(Document passage):
The narrow bandwidth of such inductively shortened antennae can be used to good effect at frequencies below 30 MHz, where they enjoy frequent use. However, at higher frequencies, wider bandwidths are required and the narrow bandwidth of such antennae prevent them from being used at such higher frequencies. In order to compensate for the narrow bandwidth of the inductively-shortened antenna, common practice includes tuning means so that the frequency may be tuned by either expanding or contracting the length of the helix, or by adding resistances in series with the low radiation resistance of the antenna. This is shown in the patent to Simmons, Broadband [Helical] Antenna (U.S. Pat. No. 5,300,940 issued Apr. 5, 1994). By accommodating and compensating for the narrow bandwidth, an improvement in the apparent bandwidth in the VSWR (voltage standing wave ratio) of the antenna but at the expense of radiation efficiency. Of course, radiation efficiency is especially important for battery-powered transmitters and for those transmitters that are a significant distance (near the periphery of the transmitting range) from a cellular or other receiver.
Where tuning is impractical and/or where high efficiency is required, some additional bandwidth may be gained by making the helix larger in diameter thereby increasing the width to length ratio. However, as mentioned in the Kraus reference above, as the diameter of the helix is increased and as the pitch and length of the turns are adjusted to maintain the resonance of the antenna, the polarization of the resulting antenna changes from dispersive linear radiation to endfire circular radiation. This change of direction of radiation from broadside to endfire is generally impractical for mobile and portable applications. Such high directivity and such an unfavored angle of radiation impose certain inconveniences and limitations upon small transmitters and their antennae. However, there are some uses for an endfiring helical antenna such as those which are described in the patent to Wheeler entitled Antenna Systems (U.S. Pat. No. 2,495,399 issued January 1950).
Field diversity, that is the diversity in the polarization of the vertical and horizontal field components, is known to address and to help resolve Raleigh fading. K. Fujimoto and J. R. James, Mobile Antenna Systems Handbook, pp. 78–85 (Artech House 1994), A. Santamaria and F. J. Lopez-Hernandez, Wireless LAN Systems, p. 180 (Artech House 1994). The advantages arising from cross-polarized radio signals is also addressed in “Experimental Results with Mobile Antennas Having Cross-Polarization Components in Urban and Rural Areas,” Kuboyama et al., IEEE Transactions on Vehicular Technology, Vol. 39, No. 2, May 1990, pp. 150–160. Field diversity, or cross polarization, results when the horizontal and vertical field components of the radiated signal are radiated in phase. This is in opposition to circular polarization, which occurs when the horizontal and vertical field components are plus or minus 90 degrees (90°) out of phase and to the situations where only horizontal or vertical field components are present exclusively.

(Requirement): In the helical antenna passage, below what frequency are inductively shortened antennae frequently used?

(Dataset extract):

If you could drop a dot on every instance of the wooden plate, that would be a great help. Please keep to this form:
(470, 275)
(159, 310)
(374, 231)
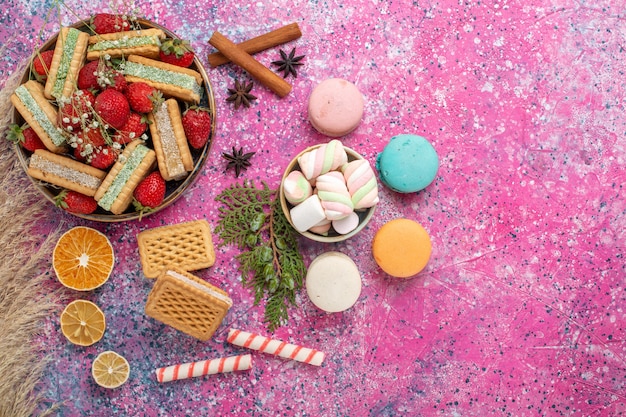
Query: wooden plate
(174, 188)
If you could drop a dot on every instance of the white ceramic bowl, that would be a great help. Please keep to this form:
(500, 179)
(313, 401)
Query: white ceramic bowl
(332, 236)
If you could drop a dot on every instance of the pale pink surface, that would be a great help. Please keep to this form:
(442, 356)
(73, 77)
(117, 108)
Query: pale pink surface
(521, 309)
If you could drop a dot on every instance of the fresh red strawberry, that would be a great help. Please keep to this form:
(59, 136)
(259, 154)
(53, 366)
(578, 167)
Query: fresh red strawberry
(149, 193)
(176, 52)
(74, 114)
(26, 137)
(143, 98)
(88, 76)
(197, 126)
(42, 63)
(75, 202)
(103, 157)
(133, 129)
(99, 75)
(87, 142)
(118, 81)
(109, 23)
(112, 106)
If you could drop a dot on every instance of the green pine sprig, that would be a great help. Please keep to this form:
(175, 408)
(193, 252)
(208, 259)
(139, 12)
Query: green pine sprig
(270, 263)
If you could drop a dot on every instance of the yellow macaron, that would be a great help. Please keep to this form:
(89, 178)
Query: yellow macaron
(401, 248)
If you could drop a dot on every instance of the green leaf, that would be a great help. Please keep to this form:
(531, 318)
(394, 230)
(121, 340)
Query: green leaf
(270, 262)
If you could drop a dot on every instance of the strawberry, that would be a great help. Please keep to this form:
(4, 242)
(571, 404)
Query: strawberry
(143, 98)
(117, 81)
(86, 142)
(74, 114)
(149, 193)
(109, 23)
(176, 52)
(26, 137)
(42, 62)
(103, 157)
(98, 75)
(112, 106)
(75, 202)
(88, 76)
(133, 129)
(197, 126)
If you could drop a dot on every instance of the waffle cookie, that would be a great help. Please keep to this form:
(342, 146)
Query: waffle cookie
(186, 245)
(172, 80)
(145, 42)
(68, 59)
(40, 114)
(133, 165)
(65, 172)
(169, 140)
(187, 303)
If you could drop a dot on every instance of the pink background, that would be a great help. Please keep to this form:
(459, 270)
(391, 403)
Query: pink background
(521, 309)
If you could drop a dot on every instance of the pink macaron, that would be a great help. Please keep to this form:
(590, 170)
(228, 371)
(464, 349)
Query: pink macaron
(335, 107)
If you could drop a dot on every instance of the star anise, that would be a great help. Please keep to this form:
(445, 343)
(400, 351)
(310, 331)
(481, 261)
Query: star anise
(238, 160)
(288, 63)
(240, 95)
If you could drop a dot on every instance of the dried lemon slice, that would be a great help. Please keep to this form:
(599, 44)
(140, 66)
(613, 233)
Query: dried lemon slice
(83, 258)
(82, 322)
(110, 370)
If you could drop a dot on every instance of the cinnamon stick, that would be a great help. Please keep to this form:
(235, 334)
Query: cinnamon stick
(254, 67)
(260, 43)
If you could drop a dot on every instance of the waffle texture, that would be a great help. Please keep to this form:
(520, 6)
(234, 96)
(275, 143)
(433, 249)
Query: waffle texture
(185, 245)
(192, 306)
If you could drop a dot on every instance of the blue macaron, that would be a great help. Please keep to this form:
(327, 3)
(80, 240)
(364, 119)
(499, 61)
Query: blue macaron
(408, 163)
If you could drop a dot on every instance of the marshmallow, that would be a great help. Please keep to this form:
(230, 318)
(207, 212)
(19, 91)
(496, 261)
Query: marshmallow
(334, 195)
(307, 214)
(361, 183)
(327, 157)
(322, 228)
(347, 224)
(296, 188)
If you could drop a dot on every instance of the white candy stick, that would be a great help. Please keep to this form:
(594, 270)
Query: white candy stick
(201, 368)
(275, 347)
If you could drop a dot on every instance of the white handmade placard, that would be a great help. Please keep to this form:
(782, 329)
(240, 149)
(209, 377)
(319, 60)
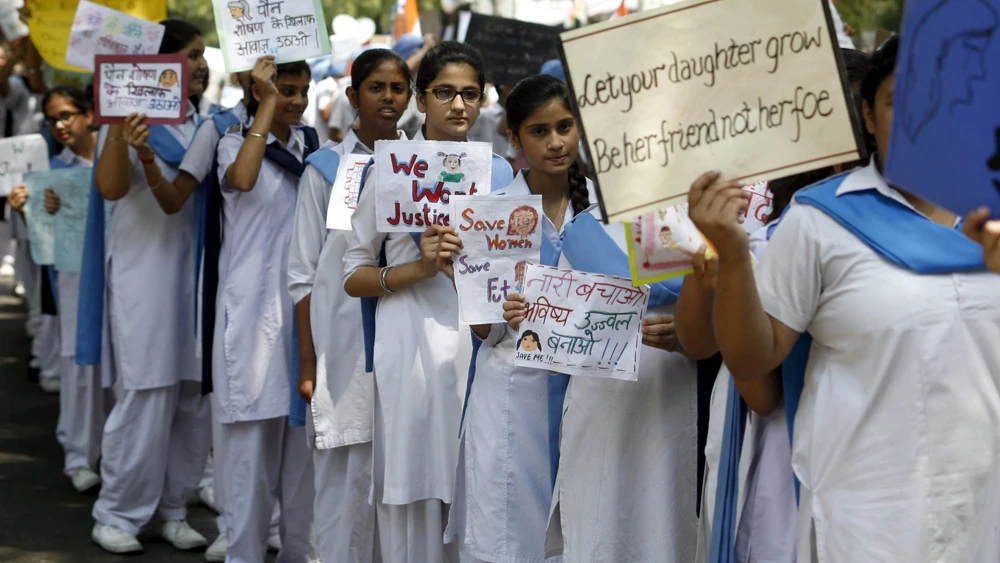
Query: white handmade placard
(24, 153)
(580, 323)
(291, 30)
(99, 30)
(414, 181)
(347, 188)
(755, 89)
(500, 236)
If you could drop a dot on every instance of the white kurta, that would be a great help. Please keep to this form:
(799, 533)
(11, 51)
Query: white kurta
(896, 436)
(253, 328)
(626, 484)
(150, 281)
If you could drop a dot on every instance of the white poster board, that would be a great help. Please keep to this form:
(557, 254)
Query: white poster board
(98, 30)
(500, 235)
(581, 324)
(748, 87)
(347, 188)
(18, 155)
(291, 30)
(414, 181)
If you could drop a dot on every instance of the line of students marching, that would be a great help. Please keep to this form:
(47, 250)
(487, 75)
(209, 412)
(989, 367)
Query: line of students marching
(350, 408)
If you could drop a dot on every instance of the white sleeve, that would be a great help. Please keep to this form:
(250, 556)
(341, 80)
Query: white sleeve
(789, 279)
(365, 242)
(198, 160)
(308, 233)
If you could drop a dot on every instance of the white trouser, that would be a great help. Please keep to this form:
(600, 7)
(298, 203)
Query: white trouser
(345, 521)
(154, 449)
(81, 415)
(266, 462)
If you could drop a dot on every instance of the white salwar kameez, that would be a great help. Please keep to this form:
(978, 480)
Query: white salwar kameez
(156, 438)
(897, 442)
(264, 461)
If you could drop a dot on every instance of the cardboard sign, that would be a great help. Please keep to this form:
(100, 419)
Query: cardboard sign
(414, 181)
(752, 88)
(18, 155)
(291, 30)
(945, 143)
(512, 49)
(102, 31)
(581, 324)
(156, 85)
(500, 236)
(344, 196)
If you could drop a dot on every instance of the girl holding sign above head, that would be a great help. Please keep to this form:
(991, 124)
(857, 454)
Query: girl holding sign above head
(157, 437)
(604, 435)
(332, 376)
(419, 355)
(263, 461)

(Correct response): Below 30 MHz.